Image-grounded pointing data
[Start of Attachment]
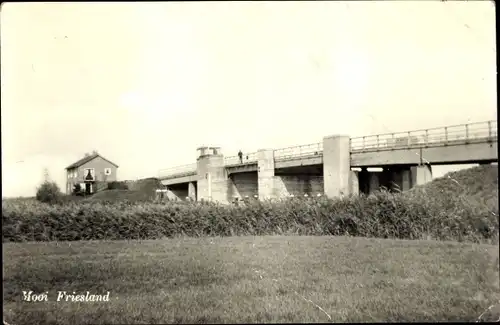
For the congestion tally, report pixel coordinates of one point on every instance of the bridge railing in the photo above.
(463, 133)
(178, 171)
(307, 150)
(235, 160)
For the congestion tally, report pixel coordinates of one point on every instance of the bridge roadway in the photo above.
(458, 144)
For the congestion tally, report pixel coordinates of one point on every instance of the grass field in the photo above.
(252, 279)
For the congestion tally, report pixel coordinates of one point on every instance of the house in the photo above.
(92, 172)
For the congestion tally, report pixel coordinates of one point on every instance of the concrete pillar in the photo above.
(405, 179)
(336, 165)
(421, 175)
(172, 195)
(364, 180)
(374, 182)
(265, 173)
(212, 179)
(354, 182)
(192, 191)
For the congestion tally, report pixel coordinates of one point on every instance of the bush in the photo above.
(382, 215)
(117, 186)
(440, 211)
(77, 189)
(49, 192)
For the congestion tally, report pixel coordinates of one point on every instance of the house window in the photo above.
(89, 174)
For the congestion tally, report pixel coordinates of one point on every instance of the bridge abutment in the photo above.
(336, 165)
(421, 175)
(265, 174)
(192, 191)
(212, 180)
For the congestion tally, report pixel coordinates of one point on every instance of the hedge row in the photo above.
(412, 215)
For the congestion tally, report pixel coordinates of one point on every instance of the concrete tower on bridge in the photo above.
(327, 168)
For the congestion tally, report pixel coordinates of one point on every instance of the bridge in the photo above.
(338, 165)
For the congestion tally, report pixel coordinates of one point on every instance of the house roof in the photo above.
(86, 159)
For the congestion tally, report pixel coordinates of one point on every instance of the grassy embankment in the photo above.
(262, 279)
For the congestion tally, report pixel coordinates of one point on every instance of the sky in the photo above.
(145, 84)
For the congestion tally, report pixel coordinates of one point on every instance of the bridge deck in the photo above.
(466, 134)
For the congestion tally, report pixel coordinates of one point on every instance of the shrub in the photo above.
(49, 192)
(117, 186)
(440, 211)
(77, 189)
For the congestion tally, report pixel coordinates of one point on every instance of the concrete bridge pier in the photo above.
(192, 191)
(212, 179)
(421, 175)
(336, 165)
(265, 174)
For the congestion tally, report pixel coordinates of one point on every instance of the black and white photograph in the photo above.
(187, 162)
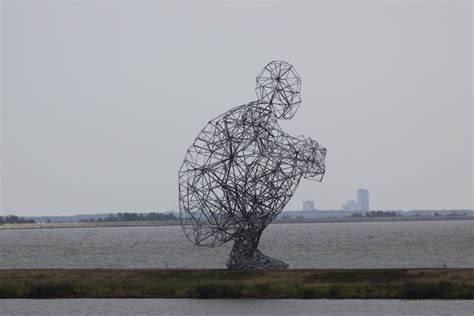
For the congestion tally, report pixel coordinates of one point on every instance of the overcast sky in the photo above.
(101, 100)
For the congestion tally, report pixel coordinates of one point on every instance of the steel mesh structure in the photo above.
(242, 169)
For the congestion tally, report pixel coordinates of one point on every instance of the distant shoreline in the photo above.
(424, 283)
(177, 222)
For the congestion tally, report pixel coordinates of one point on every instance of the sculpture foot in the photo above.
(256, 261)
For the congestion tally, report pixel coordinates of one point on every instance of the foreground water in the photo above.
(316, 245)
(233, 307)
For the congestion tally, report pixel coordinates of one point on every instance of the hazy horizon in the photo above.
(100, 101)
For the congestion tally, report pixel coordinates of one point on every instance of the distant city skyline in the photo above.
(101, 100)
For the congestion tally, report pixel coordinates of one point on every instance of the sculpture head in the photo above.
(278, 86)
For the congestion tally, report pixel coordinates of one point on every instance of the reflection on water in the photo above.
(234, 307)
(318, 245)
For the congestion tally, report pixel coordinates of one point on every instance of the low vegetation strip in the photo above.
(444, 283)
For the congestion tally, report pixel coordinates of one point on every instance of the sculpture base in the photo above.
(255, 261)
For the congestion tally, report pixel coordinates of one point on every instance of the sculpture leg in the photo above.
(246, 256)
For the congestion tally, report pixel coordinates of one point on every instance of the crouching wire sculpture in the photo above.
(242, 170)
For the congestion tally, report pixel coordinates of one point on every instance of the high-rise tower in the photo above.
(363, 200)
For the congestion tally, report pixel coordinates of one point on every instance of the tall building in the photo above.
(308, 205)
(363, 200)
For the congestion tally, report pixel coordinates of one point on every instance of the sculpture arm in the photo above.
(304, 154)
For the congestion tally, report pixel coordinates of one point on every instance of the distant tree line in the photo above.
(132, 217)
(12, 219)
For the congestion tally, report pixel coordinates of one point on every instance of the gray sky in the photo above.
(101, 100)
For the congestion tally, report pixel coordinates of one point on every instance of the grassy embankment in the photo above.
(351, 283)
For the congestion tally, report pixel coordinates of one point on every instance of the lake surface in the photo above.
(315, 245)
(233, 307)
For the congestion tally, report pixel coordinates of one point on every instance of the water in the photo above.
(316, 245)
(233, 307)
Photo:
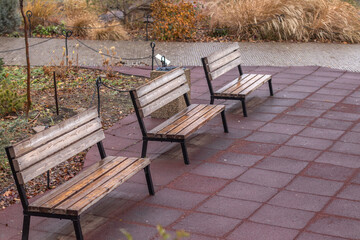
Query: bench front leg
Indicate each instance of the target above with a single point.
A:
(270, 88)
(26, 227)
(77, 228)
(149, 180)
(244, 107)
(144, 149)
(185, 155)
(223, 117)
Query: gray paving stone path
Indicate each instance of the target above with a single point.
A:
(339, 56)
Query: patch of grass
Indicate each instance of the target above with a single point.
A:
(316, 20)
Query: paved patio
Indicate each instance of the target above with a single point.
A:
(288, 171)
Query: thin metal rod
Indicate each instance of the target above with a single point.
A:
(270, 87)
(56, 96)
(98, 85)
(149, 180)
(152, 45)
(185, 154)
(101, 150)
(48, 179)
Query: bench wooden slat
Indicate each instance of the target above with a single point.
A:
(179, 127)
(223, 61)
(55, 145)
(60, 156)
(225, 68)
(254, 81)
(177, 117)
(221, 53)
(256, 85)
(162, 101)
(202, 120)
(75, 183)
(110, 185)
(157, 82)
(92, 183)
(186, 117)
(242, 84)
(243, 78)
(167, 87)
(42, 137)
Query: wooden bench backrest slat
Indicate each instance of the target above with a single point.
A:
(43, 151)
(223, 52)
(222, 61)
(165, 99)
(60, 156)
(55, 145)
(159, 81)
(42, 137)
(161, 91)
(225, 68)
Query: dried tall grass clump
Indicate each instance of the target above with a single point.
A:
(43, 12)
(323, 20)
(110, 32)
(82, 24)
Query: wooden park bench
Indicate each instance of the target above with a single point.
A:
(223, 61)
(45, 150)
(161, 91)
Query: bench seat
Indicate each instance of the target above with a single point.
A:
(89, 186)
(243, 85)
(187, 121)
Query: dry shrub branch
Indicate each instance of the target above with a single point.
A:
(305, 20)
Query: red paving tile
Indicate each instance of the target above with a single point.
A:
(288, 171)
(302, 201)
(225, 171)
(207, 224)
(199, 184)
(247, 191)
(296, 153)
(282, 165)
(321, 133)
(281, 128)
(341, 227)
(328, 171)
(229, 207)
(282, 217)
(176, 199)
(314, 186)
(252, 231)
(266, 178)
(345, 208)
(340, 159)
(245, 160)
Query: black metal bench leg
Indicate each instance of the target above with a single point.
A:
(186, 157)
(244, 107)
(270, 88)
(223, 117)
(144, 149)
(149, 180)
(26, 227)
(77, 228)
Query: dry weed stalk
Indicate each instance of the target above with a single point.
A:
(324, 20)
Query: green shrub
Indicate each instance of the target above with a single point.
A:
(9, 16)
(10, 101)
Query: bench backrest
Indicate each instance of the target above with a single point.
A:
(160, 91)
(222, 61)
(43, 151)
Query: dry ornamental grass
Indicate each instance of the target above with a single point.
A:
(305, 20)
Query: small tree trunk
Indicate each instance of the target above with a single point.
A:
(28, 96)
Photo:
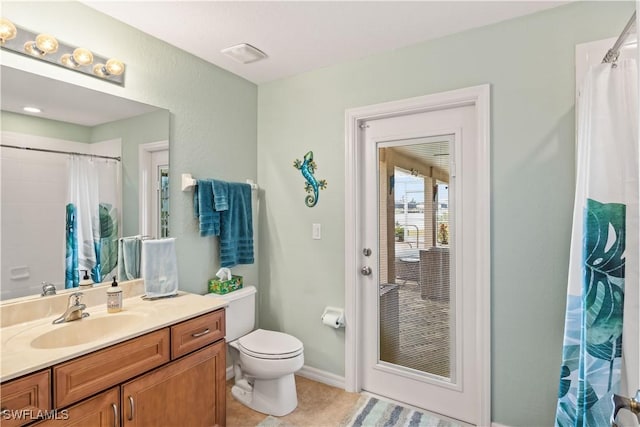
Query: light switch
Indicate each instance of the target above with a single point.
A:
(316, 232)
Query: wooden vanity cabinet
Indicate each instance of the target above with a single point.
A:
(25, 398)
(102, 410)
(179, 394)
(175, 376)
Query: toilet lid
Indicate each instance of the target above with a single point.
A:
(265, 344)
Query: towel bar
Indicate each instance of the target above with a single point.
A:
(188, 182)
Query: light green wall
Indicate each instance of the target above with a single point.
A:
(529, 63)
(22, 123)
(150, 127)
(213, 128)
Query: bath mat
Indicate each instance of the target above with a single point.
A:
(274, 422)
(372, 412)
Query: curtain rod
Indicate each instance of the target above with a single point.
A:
[End of Attachment]
EXERCISE BRIEF
Show every line above where "wooden" is found.

EXERCISE RESULT
Query: bench wooden slat
Query: wooden bench backrest slat
Query: wooden park bench
Query: wooden vanity cabinet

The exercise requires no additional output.